Exercise aim: Restate every record exactly, with nothing skipped.

===== Records for the exercise =====

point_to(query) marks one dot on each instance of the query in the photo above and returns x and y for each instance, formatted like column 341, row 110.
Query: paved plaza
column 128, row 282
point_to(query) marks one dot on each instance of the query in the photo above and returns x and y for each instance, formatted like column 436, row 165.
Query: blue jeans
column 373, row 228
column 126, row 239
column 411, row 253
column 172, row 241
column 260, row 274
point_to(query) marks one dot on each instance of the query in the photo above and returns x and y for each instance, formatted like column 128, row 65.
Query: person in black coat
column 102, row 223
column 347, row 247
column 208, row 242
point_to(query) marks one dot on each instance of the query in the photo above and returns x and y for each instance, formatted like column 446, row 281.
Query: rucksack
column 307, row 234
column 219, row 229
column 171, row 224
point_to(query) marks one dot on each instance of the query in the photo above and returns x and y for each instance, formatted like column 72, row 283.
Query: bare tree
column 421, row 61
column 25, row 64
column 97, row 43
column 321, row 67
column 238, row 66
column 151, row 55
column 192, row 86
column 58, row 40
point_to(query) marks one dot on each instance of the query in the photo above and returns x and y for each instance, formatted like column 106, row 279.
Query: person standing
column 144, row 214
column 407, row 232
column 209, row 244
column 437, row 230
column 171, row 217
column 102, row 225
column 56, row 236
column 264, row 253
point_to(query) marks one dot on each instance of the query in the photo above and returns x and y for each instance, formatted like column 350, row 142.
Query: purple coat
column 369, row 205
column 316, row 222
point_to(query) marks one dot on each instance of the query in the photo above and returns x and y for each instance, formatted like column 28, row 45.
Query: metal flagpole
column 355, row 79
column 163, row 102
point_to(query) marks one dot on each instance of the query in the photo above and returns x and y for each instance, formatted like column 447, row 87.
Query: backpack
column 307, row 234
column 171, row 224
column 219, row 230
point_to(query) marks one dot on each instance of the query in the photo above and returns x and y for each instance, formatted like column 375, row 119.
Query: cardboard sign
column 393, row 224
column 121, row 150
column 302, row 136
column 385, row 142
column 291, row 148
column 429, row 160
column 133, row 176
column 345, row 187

=====

Solution for this exercise:
point_to(query) marks one dot on each instance of the query in the photo above and returns x and y for each instance, formatted like column 341, row 110.
Query: paved plaza
column 128, row 282
point_to(query) marks one dot on each instance of the query in the photo above and returns x and y for each instance, formatted like column 436, row 165.
Query: blue jeans
column 373, row 228
column 126, row 239
column 411, row 253
column 172, row 241
column 260, row 274
point_to(query) marks one dot on each instance of the query in the photo above and returns x and y for each instance, formatted like column 128, row 65.
Query: person in black coat
column 102, row 223
column 347, row 247
column 208, row 242
point_to(query) marks one dot on each instance of the query in the photo above and returns x and y for each instance, formatted like column 446, row 281.
Query: rucksack
column 307, row 234
column 219, row 229
column 171, row 224
point_to(query) marks one dot on each instance of the query in the photo above and returns x and y for each instance, formatted like column 72, row 283.
Query: bare tree
column 421, row 61
column 25, row 64
column 97, row 43
column 321, row 67
column 238, row 66
column 151, row 55
column 192, row 86
column 58, row 40
point_to(query) marks one dot on each instance of the query in the photo above and returns x and y for each instance, formatted like column 106, row 279.
Query: person standing
column 144, row 214
column 407, row 232
column 209, row 244
column 437, row 230
column 171, row 217
column 102, row 225
column 56, row 236
column 264, row 253
point_to(query) marks one dot on each instance of the query in the photo above and returns x and y for each instance, formatted like column 350, row 142.
Query: purple coat
column 369, row 205
column 316, row 222
point_to(query) marks one dot on each instance of the query in the photo above and returns x and y for each instance, formatted like column 28, row 45.
Query: metal flagpole
column 355, row 79
column 163, row 102
point_to(query) marks one dot on each instance of the query in the photo above and returns x and y for each instance, formatted like column 447, row 87.
Query: backpack
column 307, row 234
column 171, row 224
column 219, row 230
point_to(query) marks one dot on each instance of the query in the photo above and returns x and y for each instance, formatted like column 375, row 119.
Query: cardboard sign
column 393, row 224
column 121, row 150
column 302, row 136
column 385, row 142
column 291, row 148
column 429, row 160
column 133, row 176
column 345, row 187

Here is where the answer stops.